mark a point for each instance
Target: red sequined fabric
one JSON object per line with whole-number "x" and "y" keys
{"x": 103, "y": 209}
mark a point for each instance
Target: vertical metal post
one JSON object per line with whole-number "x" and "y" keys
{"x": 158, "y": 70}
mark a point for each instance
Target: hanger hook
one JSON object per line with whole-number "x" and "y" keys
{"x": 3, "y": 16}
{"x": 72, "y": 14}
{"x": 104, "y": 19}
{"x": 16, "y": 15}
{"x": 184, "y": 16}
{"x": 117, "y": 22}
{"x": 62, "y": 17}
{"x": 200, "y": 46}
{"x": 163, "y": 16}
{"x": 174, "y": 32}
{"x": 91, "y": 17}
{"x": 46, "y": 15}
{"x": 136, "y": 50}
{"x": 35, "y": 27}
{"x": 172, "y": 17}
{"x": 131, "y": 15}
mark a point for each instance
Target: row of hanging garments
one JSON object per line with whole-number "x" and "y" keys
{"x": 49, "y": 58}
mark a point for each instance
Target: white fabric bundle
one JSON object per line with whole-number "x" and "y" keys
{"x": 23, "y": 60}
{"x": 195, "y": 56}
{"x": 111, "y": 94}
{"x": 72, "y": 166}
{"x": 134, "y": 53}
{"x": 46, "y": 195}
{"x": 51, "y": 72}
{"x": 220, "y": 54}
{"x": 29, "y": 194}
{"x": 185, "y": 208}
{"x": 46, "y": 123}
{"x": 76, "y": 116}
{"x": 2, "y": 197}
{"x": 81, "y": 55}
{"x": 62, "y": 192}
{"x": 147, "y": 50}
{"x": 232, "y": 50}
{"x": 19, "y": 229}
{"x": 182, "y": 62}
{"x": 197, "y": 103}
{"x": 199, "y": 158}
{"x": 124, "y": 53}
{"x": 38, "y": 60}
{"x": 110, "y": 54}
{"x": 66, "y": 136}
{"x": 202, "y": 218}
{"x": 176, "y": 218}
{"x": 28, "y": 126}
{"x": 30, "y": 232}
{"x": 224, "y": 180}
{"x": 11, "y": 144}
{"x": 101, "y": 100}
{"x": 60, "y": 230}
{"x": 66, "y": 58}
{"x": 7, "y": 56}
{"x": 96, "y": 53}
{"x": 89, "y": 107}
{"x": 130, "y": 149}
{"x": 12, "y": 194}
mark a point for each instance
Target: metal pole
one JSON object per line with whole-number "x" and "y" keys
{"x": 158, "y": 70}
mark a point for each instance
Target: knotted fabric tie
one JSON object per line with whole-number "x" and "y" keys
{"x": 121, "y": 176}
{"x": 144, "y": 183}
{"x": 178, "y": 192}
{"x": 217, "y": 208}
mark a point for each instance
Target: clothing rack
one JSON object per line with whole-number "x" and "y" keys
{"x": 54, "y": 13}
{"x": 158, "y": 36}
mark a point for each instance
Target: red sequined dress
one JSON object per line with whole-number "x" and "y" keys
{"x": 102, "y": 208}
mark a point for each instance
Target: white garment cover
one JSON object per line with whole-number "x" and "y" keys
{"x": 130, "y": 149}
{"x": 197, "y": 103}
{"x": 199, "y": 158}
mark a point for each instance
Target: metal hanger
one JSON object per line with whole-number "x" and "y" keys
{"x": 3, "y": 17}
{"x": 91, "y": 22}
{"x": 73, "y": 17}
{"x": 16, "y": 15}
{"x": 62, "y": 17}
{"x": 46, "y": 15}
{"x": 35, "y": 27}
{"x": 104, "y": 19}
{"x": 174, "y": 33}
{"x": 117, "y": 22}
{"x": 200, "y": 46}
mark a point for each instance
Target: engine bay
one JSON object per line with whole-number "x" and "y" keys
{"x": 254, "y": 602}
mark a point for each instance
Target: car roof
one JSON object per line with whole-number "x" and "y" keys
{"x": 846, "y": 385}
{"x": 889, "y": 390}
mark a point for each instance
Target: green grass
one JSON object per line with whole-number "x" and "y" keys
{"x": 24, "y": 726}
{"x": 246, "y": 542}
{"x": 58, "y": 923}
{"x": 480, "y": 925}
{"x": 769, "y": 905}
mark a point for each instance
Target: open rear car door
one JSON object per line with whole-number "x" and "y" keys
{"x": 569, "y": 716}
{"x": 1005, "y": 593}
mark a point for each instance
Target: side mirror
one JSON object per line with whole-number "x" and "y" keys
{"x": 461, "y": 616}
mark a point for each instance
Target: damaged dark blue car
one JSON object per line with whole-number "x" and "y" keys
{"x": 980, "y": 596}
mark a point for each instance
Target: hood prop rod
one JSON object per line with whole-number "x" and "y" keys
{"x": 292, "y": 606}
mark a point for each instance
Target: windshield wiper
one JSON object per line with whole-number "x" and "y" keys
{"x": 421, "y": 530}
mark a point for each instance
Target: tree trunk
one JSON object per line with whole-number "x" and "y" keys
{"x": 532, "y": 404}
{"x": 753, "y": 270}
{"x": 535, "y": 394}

◆ ◆ ◆ ◆ ◆ ◆ ◆

*Task goal*. Please pick out each line in the data above that contains the word "hanger" and copy those lines in full.

*Solution to this exercise*.
Target: hanger hook
Target: metal hanger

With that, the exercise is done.